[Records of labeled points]
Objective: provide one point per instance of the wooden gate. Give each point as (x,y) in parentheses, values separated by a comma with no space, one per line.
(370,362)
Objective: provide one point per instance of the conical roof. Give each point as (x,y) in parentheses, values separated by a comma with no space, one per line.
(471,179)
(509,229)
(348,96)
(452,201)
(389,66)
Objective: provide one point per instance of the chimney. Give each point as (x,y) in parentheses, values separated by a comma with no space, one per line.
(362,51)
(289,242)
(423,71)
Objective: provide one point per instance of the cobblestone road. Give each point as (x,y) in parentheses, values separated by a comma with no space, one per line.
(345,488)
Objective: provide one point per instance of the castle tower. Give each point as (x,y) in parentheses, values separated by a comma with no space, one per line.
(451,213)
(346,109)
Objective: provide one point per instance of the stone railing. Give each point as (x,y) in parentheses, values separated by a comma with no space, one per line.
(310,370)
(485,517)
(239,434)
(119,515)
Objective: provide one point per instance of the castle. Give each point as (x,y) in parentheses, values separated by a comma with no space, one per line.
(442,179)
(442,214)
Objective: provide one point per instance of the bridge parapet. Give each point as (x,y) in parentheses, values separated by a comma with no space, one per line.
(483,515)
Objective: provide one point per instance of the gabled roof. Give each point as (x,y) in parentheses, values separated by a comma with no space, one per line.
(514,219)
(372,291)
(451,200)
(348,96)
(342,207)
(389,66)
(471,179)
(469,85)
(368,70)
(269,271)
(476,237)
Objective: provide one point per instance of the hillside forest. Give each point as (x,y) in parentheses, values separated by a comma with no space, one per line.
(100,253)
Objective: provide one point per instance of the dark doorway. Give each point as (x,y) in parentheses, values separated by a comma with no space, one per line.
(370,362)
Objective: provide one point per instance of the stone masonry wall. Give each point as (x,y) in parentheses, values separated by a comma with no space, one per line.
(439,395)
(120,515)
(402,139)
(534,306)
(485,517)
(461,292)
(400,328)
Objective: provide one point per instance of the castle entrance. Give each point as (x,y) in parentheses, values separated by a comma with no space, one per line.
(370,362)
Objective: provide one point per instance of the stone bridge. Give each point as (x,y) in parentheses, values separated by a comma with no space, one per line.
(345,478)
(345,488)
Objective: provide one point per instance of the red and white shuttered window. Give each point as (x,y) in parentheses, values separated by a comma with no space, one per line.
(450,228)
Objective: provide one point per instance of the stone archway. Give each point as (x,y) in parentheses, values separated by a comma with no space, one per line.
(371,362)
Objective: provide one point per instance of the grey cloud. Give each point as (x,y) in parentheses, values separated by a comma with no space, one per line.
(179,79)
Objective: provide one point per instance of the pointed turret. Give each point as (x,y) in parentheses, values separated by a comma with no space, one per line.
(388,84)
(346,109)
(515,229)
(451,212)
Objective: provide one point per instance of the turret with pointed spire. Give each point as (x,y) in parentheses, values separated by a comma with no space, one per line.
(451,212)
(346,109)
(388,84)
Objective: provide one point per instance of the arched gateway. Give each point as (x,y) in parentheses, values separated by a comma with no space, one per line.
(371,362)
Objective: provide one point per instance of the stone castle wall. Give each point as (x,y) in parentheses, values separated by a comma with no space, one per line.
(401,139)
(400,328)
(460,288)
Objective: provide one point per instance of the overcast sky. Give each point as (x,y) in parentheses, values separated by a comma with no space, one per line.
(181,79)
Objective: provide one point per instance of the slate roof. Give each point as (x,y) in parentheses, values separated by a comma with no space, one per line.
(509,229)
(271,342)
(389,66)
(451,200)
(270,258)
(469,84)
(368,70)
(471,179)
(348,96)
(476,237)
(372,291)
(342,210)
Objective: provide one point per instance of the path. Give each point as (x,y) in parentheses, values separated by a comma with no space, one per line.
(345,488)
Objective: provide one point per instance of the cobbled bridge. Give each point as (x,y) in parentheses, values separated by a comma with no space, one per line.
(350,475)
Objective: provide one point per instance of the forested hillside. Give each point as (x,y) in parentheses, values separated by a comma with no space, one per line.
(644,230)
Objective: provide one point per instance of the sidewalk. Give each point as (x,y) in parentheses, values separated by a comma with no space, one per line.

■ Exercise instructions:
Reproduce all of the data above line for line, without changing any character.

■ Final result:
Objective: provide one point per instance of the wooden gate. Give each point as (x,y) in parentheses, values separated by a comma with no space, one per line.
(370,362)
Objective: provide one point per instance of the conical roof. Give each point as (x,y) in parentheses, values separated by a comma with no space, one per line.
(471,179)
(509,229)
(348,96)
(452,201)
(389,66)
Objective: provide one point per instance of the chimney. Give each point as (x,y) in parentheses, values separated by a comma with no space, one per line.
(362,51)
(289,242)
(423,71)
Objective: provide one point per instance of the cobblestone road. Give each point as (x,y) in parentheses, values separated by a comma with no space, one per line.
(345,488)
Objective: provide one point per instance of the castle tower. Give each point as (x,y) in parentheses, values separated by a comma with no space, one per line.
(451,213)
(346,109)
Objective: provide one point per instance of the stone railing. Give each point as (x,y) in parentheses, values separated by a comma with no space, one per line.
(310,370)
(485,517)
(239,434)
(119,515)
Objective: provide one point per instance of the castle. Give each point as (x,y) in parentheses, values separated by a comma with no space, one per line.
(442,179)
(442,214)
Objective: provide one point per instance of the bridge parapet. Give each point as (x,y) in parentheses, values separated by a comma with no space, one per line.
(483,515)
Objective: provide one point per instance of the gabled roof. Give each point as (x,y) in parentheses, values separated by a comma with no space, one per line.
(514,219)
(372,291)
(451,200)
(348,96)
(342,207)
(389,66)
(471,179)
(469,85)
(368,70)
(269,271)
(476,237)
Objective: provide one point per instance of the hillside forest. Give each point as (x,y) in parentheses, values separated by a comma with no space, one per line.
(100,253)
Objective: provide one point per instance of the dark doorway. Give each point as (x,y) in parentheses, values separated by a comma with no space, one per line.
(370,362)
Objective: provide one point per instance of the stone masonry wall. Give each point as (x,y) in parentheses, values separated by a comma with no space, one per line.
(439,395)
(120,515)
(402,139)
(534,306)
(485,517)
(461,292)
(400,328)
Objective: provide one point per instance of the castle entrance. Give each point as (x,y) in parentheses, values separated by a comma with no space, one per line.
(370,362)
Objective: provide one point per instance of the stone bridge. Give each point as (x,y) in parentheses, values separated by a comma with no space, one per line.
(345,478)
(345,488)
Objective: provide one point per instance of the red and white shuttered window. Give each point as (x,y) in parentheses, values separated by a comma with no space, one per line.
(450,228)
Objective: provide one point per instance of the stone archway. Give each point as (x,y) in parentheses, values separated by a comma with no space, one per line.
(371,362)
Objective: provide one point per instance of the grey cloud. Give each point as (x,y) in parentheses, values separated by a comma with no space, one per line.
(179,79)
Objective: provide one point per instance of the pointed turret. Give each point as (x,y) in parentheses, values separated by a comma with no space, one per line.
(388,84)
(346,109)
(515,229)
(451,212)
Objective: provide one point per instance of the turret with pointed spire. Give each point as (x,y) in parentheses, values separated by a comma with no space, one per line.
(451,212)
(346,109)
(388,84)
Objective: provide one point per instance of the arched gateway. Give each point as (x,y) in parentheses, values separated by a comma with no space, one per line.
(371,362)
Objective: provide one point per instance of the stone castle wall. Give each point as (x,y) in parentheses, values separated by a comma with no space, one per line.
(401,139)
(400,328)
(460,288)
Objective: provide one point per instance of the overcast sky. Give each point as (x,y) in parentheses, values separated by a comma with no space, one per line.
(181,79)
Objective: provide one point per instance of the slate roof. Give each point as (x,y) in parentheses, values separated by a comma with no space, one per line.
(509,229)
(271,342)
(389,66)
(451,200)
(270,258)
(469,84)
(368,70)
(471,179)
(348,96)
(476,237)
(372,291)
(342,210)
Objective: provide one point per instance of the path. Give each point as (x,y) in parentheses, values separated by a comma with no space, one per line.
(345,488)
Objective: provide one point per instance of the cobbled bridge. Give each point as (x,y) in parentheses, values separated by a comma with no space, one per line.
(350,475)
Objective: provide one point per instance of the forested hillside. Give each point as (x,y) in parentheses, values separated by a comma with no space, one per line.
(644,230)
Objective: provide one point per instance of the sidewalk. Give each point as (x,y) in parentheses, values separated by a comma with no space, one per line.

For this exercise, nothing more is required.